• _REQUIREMENT_
Print each of the records below, leaving every word as it is.

[DATASET RECORDS]

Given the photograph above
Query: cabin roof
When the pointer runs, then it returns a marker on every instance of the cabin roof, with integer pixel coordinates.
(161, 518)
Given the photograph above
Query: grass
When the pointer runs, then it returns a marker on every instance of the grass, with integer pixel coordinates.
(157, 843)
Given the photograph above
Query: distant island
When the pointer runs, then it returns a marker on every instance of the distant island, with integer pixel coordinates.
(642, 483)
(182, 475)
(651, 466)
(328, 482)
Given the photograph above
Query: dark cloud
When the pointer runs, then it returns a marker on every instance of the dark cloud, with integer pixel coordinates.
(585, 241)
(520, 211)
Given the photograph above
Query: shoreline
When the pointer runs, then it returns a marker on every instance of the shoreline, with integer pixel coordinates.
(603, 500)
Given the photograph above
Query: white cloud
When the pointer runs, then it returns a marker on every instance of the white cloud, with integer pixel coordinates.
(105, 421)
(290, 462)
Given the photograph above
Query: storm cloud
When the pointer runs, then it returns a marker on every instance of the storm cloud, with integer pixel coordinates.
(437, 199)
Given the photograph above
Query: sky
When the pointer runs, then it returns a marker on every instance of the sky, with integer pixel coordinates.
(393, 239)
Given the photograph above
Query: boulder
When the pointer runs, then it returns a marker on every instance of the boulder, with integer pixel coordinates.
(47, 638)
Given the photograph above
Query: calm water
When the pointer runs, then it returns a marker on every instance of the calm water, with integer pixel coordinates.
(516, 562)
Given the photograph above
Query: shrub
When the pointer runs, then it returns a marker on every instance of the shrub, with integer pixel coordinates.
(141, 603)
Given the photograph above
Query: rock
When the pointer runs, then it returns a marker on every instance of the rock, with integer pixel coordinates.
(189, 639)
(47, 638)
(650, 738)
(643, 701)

[/DATASET RECORDS]

• _RESPONSE_
Given the photograph above
Query: cabin roof
When the pointer runs, then it returns a marker on every instance of the cabin roof, with integer pixel coordinates.
(161, 518)
Given the photograph above
Query: grass
When the pointer runs, then it returns a marker on every instance of the grass, with integer pixel coordinates.
(157, 843)
Given the photograph above
Query: distant island
When the pointer runs, then it returns a marker on every instance of the distant island, with integer pixel coordinates.
(642, 483)
(182, 475)
(651, 466)
(328, 482)
Given the photograph above
Query: dark cloud
When the pointer runs, then it returns a marker on every instance of the dark cloud, with integer pixel coordinates.
(585, 241)
(520, 211)
Given the photograph above
Query: shoreline
When the pointer runs, then it returns a marker on every instance of the shoreline, with integer pixel coordinates.
(603, 500)
Given the photograph above
Query: white cloud
When the pointer runs, then it returns a marker on every instance of the white cloud, with integer pixel coordinates.
(105, 421)
(290, 462)
Given the photograph above
Query: storm cloud
When the pointer runs, then it returns a marker on every instance of the storm cloud, with integer pixel coordinates.
(437, 199)
Given the photograph above
Query: sky
When the pointer runs, then it returns a marker on every instance of the sky, with integer pixel coordinates.
(393, 239)
Given the photograph above
Query: boulder
When the pointer runs, then it returns a marker on every instance of the boulder, with integer pixel coordinates.
(47, 638)
Given the photograph above
Query: calm water
When the pointer runs, then it returns a marker on every instance of the calm water, with integer pixel coordinates.
(516, 562)
Given the photograph above
Query: shrub
When the pointer runs, then it returns a marker on every instance of the shrub, with integer pixel coordinates.
(141, 603)
Given the photograph above
Query: rock
When the pointer runs, then it returns a marker on every instance of the rock, with integer pixel coordinates.
(189, 639)
(47, 638)
(650, 738)
(643, 701)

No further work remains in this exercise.